» About this exercise: Go through the listing below and gather every line with the word "facade".

*** Block opens ***

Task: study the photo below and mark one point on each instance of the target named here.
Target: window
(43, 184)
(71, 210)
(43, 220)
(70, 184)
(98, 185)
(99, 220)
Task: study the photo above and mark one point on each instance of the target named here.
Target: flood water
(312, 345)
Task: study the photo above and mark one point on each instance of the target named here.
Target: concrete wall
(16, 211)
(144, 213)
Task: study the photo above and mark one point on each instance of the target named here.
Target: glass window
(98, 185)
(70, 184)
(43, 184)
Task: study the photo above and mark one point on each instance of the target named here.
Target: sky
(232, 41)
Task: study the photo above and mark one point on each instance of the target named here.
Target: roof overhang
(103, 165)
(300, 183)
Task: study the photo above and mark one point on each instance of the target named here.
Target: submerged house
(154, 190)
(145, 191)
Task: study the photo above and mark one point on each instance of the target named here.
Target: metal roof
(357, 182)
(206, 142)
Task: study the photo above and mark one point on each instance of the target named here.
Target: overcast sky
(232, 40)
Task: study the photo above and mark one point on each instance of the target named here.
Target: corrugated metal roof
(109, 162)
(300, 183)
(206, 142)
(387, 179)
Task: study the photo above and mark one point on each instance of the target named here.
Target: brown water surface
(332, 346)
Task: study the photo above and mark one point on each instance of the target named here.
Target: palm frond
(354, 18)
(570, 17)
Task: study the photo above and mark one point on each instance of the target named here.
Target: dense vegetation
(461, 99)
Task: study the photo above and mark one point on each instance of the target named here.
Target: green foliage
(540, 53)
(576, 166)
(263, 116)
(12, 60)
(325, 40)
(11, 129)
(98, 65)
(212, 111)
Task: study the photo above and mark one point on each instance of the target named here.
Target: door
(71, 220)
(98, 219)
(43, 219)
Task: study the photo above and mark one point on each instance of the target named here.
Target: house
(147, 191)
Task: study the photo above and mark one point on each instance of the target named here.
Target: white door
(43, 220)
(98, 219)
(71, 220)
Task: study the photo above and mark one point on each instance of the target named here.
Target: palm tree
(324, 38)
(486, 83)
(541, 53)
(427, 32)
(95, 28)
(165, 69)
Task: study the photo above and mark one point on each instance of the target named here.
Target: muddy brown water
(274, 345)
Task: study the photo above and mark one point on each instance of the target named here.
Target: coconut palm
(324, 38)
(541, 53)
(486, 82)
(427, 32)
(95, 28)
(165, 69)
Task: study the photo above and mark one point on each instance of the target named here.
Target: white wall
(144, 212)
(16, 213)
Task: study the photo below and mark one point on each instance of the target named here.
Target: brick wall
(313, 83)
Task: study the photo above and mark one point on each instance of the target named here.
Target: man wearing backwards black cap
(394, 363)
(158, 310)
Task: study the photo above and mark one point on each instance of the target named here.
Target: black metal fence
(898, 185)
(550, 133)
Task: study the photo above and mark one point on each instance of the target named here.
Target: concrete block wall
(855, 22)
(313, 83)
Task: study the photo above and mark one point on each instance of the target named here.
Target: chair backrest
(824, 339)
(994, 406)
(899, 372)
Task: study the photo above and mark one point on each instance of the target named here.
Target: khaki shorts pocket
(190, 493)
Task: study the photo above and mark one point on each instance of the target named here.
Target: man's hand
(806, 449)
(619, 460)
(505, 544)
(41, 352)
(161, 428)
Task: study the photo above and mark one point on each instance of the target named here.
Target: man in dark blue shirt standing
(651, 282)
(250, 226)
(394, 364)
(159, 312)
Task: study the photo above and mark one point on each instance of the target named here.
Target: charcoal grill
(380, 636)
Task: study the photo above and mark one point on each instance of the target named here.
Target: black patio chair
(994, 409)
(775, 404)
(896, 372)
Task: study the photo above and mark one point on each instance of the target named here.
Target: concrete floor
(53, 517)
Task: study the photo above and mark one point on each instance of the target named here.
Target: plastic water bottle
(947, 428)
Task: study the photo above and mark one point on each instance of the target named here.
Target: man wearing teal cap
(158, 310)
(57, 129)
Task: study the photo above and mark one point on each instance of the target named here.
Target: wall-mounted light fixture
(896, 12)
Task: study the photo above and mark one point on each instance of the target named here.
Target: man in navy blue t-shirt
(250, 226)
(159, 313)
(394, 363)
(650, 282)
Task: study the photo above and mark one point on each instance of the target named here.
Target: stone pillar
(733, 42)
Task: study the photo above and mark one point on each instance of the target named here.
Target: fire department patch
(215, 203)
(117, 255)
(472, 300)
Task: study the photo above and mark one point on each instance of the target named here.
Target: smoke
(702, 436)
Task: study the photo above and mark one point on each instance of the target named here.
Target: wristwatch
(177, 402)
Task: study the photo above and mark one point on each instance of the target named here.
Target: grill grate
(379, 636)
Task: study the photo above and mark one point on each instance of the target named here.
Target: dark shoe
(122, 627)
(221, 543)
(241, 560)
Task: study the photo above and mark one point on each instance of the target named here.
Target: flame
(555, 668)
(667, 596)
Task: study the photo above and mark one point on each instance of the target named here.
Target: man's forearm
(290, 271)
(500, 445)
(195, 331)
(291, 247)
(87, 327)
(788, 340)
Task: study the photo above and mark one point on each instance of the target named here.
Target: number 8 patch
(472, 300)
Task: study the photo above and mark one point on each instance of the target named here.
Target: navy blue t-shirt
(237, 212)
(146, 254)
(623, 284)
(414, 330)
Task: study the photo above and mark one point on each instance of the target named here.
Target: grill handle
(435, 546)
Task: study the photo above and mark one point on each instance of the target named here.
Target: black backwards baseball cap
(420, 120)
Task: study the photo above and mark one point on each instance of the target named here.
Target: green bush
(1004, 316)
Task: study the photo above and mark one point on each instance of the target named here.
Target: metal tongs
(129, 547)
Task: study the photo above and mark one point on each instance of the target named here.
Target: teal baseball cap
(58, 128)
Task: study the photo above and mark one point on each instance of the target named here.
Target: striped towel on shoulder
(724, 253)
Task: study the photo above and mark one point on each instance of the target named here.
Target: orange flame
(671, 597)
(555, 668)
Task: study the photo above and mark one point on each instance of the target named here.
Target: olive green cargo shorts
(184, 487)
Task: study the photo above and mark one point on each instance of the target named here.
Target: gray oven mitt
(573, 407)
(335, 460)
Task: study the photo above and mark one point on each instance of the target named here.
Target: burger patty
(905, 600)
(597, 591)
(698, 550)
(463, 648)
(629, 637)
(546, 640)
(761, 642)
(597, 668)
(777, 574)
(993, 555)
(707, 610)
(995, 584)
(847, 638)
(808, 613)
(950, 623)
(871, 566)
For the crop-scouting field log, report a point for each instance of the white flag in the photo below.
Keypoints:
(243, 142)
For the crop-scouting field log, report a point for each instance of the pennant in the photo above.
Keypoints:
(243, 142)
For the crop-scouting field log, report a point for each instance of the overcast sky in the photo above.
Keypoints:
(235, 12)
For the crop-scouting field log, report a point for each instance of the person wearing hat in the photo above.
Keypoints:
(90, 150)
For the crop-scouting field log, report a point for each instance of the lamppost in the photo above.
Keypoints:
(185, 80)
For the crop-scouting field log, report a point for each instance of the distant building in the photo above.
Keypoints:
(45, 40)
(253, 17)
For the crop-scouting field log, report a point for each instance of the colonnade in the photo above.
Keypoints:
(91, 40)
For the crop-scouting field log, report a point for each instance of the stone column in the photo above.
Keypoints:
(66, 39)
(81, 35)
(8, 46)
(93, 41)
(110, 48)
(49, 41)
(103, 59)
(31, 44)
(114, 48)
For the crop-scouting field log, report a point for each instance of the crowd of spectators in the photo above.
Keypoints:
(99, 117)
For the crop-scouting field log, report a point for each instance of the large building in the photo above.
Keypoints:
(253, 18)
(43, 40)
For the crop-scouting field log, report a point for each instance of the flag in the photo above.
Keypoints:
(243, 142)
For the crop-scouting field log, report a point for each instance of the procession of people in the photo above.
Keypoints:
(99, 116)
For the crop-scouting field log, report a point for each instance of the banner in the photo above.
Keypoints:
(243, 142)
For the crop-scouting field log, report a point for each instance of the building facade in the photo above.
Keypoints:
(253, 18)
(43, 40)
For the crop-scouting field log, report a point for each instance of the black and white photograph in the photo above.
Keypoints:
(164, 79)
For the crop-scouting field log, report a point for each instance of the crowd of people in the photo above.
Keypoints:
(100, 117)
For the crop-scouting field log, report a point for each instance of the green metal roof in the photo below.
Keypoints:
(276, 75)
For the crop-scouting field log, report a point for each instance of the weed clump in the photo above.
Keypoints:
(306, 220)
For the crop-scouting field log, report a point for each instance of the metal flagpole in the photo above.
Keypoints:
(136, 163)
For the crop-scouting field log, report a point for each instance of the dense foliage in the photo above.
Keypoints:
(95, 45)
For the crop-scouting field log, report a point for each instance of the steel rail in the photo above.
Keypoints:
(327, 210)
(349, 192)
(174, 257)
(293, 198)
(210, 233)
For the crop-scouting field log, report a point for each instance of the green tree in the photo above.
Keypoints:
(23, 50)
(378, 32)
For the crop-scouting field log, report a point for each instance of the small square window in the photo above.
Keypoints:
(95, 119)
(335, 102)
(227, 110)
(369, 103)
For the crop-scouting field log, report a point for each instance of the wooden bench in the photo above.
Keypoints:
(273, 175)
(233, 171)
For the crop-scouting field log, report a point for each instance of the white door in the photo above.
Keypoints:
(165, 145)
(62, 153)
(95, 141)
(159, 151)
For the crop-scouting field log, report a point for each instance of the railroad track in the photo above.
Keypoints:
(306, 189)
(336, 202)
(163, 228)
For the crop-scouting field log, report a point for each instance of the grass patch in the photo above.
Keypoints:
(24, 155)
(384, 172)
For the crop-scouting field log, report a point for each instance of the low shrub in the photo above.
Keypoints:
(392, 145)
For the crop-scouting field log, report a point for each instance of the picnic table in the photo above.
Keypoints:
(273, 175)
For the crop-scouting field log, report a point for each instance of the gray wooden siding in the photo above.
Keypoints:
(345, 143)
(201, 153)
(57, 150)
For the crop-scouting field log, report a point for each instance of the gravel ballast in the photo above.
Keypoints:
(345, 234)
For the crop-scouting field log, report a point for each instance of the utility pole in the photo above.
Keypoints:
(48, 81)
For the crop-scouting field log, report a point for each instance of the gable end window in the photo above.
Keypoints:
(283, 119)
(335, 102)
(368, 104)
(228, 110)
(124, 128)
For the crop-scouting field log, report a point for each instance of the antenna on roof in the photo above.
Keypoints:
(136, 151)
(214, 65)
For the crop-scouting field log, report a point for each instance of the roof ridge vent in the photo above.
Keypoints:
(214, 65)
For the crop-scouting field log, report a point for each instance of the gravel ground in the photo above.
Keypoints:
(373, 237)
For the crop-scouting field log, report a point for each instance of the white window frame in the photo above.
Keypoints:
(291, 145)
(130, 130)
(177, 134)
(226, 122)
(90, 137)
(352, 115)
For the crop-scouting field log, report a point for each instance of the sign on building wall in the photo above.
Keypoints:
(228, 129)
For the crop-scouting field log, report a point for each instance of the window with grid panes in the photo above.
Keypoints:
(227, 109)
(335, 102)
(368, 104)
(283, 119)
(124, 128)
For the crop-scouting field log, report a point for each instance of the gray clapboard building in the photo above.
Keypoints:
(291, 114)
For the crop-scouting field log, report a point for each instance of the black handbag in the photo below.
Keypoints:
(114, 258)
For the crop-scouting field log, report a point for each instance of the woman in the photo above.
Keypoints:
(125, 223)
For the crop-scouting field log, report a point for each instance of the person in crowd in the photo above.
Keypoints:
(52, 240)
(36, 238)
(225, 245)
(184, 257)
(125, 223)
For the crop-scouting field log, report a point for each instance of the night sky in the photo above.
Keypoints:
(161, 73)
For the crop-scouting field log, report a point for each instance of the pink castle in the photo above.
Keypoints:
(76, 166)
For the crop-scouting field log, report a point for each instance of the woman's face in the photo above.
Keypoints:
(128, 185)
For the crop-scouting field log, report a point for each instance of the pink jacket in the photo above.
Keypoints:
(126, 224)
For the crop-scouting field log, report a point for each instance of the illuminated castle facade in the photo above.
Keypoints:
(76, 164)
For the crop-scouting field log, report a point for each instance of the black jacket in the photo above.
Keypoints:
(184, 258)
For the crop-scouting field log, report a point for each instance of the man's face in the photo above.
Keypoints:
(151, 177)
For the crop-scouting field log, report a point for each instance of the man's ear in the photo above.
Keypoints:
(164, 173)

*** Block closes ***

» Output of the exercise:
For the crop-scouting field log, report a point for each instance of the building facade in the photo above.
For the crop-scouting field log, report a point for each instance of the illuminated castle facade in the photo above.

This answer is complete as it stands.